• [STATED TASK] Convert every line of the listing below into a JSON array of strings, one string per line, and leave out the blank lines.

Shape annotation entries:
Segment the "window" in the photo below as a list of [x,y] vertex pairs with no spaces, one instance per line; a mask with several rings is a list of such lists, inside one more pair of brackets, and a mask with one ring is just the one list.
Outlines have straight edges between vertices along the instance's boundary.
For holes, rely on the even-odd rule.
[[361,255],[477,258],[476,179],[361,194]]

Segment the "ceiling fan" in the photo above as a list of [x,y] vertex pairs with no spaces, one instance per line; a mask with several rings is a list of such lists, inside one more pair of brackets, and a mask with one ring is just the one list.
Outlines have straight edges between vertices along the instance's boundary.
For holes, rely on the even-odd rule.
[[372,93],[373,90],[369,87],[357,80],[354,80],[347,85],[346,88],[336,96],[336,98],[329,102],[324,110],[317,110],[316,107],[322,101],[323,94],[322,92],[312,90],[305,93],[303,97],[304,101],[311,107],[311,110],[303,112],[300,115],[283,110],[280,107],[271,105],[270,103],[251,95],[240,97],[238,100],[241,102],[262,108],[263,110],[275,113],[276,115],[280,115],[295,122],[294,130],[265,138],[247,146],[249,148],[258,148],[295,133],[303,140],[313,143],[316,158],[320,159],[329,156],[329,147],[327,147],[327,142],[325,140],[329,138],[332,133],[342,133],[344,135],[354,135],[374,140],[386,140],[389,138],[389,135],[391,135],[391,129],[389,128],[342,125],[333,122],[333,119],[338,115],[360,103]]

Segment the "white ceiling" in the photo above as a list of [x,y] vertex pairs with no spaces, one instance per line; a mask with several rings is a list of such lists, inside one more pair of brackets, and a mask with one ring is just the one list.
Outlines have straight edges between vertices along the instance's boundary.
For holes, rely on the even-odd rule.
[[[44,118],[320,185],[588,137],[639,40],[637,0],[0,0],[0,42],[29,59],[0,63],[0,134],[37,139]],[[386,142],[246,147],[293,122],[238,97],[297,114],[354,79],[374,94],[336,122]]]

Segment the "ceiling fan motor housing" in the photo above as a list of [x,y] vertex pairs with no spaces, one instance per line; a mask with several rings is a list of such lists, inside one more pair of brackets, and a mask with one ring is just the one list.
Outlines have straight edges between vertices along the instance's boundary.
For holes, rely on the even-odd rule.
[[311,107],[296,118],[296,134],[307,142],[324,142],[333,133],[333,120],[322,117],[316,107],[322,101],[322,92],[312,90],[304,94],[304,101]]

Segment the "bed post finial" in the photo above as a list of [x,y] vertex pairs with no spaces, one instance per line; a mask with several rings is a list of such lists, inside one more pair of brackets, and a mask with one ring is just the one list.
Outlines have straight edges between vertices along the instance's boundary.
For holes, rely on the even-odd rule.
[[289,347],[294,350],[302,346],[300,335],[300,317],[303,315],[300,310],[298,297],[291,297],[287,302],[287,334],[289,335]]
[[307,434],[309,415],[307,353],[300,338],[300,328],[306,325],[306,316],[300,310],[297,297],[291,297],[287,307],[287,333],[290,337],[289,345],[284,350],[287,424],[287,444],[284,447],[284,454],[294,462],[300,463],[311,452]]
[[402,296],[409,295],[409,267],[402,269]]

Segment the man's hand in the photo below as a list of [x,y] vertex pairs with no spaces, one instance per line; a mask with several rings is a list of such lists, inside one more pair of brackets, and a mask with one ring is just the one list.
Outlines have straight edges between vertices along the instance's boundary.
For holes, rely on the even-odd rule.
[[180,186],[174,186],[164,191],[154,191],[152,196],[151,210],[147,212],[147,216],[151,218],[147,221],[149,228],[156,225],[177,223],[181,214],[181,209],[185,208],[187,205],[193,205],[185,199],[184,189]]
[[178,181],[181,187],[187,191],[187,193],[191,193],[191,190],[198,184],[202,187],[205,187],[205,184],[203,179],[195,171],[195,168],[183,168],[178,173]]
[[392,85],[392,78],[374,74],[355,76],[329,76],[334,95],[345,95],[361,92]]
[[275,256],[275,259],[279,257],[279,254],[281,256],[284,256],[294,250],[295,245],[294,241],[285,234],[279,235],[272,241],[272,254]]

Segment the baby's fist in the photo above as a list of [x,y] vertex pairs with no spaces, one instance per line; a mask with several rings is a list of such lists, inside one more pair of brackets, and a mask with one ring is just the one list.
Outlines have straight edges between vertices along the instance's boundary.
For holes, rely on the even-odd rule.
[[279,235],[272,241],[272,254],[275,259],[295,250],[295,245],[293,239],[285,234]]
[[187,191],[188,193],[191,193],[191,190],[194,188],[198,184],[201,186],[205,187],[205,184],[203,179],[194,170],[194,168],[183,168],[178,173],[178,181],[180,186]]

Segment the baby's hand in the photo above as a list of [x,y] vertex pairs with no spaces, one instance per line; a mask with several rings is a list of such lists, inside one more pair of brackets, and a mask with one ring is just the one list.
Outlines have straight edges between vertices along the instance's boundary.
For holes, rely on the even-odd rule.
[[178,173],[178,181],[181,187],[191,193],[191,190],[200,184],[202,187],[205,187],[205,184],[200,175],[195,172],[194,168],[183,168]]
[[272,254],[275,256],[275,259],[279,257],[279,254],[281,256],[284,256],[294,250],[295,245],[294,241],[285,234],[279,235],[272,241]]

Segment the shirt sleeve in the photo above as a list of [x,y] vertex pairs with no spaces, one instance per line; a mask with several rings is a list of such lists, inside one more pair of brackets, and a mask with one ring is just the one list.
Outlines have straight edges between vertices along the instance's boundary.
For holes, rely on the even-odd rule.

• [REPLY TO THE TASK]
[
  "Segment the \"window\" in the photo below as a list of [x,y] vertex pairs with no spaces, one instance per line; a mask with several rings is a list of such lists, inside one more pair of brackets, and a mask with one ring is just the one list.",
  "Outlines have straight edges between vertices along the instance's boundary.",
  "For holes, rely on the even-odd rule.",
  "[[361,255],[477,258],[476,179],[361,194]]",
  "Segment the \"ceiling fan\" in the photo above as a list of [x,y] vertex pairs with no spaces, one instance per line; a mask with several rings is a list of such lists, inside one more pair of brackets, and a mask with one ring is just the one list.",
  "Outlines have straight edges between vertices along the instance's boundary.",
  "For holes, rely on the even-odd rule.",
  "[[372,93],[373,90],[369,87],[357,80],[354,80],[347,85],[346,88],[336,96],[336,98],[329,102],[324,110],[317,110],[316,107],[322,101],[323,94],[322,92],[312,90],[305,93],[303,97],[304,101],[311,107],[311,110],[303,112],[300,115],[283,110],[280,107],[271,105],[270,103],[251,95],[240,97],[238,100],[241,102],[262,108],[263,110],[275,113],[276,115],[280,115],[295,122],[294,130],[265,138],[247,146],[249,148],[258,148],[295,133],[303,140],[313,143],[316,158],[320,159],[329,156],[329,147],[327,147],[327,142],[325,140],[329,138],[332,133],[342,133],[344,135],[354,135],[374,140],[386,140],[389,138],[389,135],[391,135],[391,129],[389,128],[342,125],[333,122],[333,119],[338,115],[360,103]]",
  "Segment the \"white ceiling\" in the photo above as a list of [x,y] vertex pairs with no spaces, one instance per line; a mask with several rings is a list of such lists, inside one more pair of brackets, and a mask with one ring is just the one list.",
  "Outlines have straight edges between vertices along the instance's boundary.",
  "For holes, rely on the even-odd rule.",
  "[[[44,118],[320,185],[588,137],[639,40],[637,0],[0,0],[0,42],[29,59],[0,63],[0,134],[37,139]],[[386,142],[246,147],[293,122],[238,97],[297,114],[354,79],[374,94],[336,122]]]",
  "Segment the \"ceiling fan motor housing\" in the photo above as a list of [x,y] vertex pairs with no spaces, one instance per line; a mask with several rings is a list of such lists, inside one more pair of brackets, and a mask with one ring is just the one list.",
  "Outlines have straight edges between vertices along the instance's boundary.",
  "For holes, rely on the even-odd rule.",
  "[[311,107],[296,118],[296,134],[307,142],[324,142],[333,133],[333,120],[322,117],[316,107],[322,101],[322,92],[312,90],[304,94],[304,101]]",
  "Segment the \"bed post finial\" in the photo above as a list of [x,y] vertex pairs with no spaces, one instance per line; a mask with several rings is a list of such lists, inside one more pair of brackets, and a mask with one ring is just the one list.",
  "Outlines have straight edges between vertices along the instance's boundary.",
  "For holes, rely on the even-odd rule.",
  "[[289,347],[294,350],[302,346],[300,335],[300,317],[303,315],[300,310],[298,297],[291,297],[287,302],[287,334],[289,335]]",
  "[[307,434],[309,415],[307,353],[300,338],[300,328],[306,325],[306,316],[300,310],[297,297],[291,297],[287,307],[287,333],[290,337],[289,345],[284,350],[287,424],[287,444],[284,447],[284,454],[294,462],[300,463],[311,452]]",
  "[[402,296],[409,295],[409,267],[402,269]]",
  "Segment the man's hand in the photo below as a list of [x,y] vertex pairs with no spaces, one instance per line; a mask with several rings is a list of such lists, inside one more pair of brackets, and a mask with one ring is just the one list.",
  "Outlines have straight edges between vertices along the instance's boundary.",
  "For holes, rely on the even-odd rule.",
  "[[180,186],[174,186],[164,191],[154,191],[152,196],[151,210],[147,212],[147,216],[151,218],[147,221],[149,228],[156,225],[177,223],[181,214],[181,209],[185,208],[187,205],[193,205],[185,199],[184,189]]",
  "[[178,181],[181,187],[187,191],[187,193],[191,193],[191,190],[198,184],[202,187],[205,187],[205,184],[203,179],[195,171],[195,168],[183,168],[178,173]]",
  "[[392,85],[392,78],[374,74],[355,76],[329,76],[334,95],[345,95],[361,92]]",
  "[[275,256],[275,259],[279,257],[279,254],[281,256],[284,256],[294,250],[295,245],[294,241],[285,234],[279,235],[272,241],[272,254]]",
  "Segment the baby's fist in the photo above as a list of [x,y] vertex pairs with no spaces, one instance per line; a mask with several rings is a list of such lists, inside one more pair of brackets, and a mask with one ring is just the one list.",
  "Outlines have straight edges between vertices along the instance's boundary.",
  "For holes, rely on the even-odd rule.",
  "[[279,235],[272,241],[272,254],[275,259],[295,250],[295,245],[293,239],[285,234]]",
  "[[187,191],[188,193],[191,193],[191,190],[194,188],[198,184],[201,186],[205,187],[205,184],[203,179],[194,170],[194,168],[183,168],[178,173],[178,181],[180,186]]",
  "Segment the baby's hand in the photo above as a list of [x,y] vertex pairs with no spaces, one instance per line; a mask with several rings is a list of such lists, inside one more pair of brackets, and a mask with one ring is just the one list.",
  "Outlines have straight edges between vertices along the instance's boundary.",
  "For holes, rely on the even-odd rule.",
  "[[178,173],[178,181],[181,187],[191,193],[191,190],[200,184],[202,187],[205,187],[205,184],[200,175],[195,172],[194,168],[183,168]]",
  "[[272,254],[275,256],[275,259],[279,257],[279,254],[281,256],[284,256],[294,250],[295,245],[294,241],[285,234],[279,235],[272,241]]",
  "Segment the shirt sleeve in the photo above as a list of [x,y] vertex pairs with no spaces, one instance per line; a mask with several rings is a list of such lists, inside one more pair of brackets, and a mask with one ring is just the one list.",
  "Outlines have straight edges between vertices along the instance's boundary.",
  "For holes, rely on the even-odd rule."
]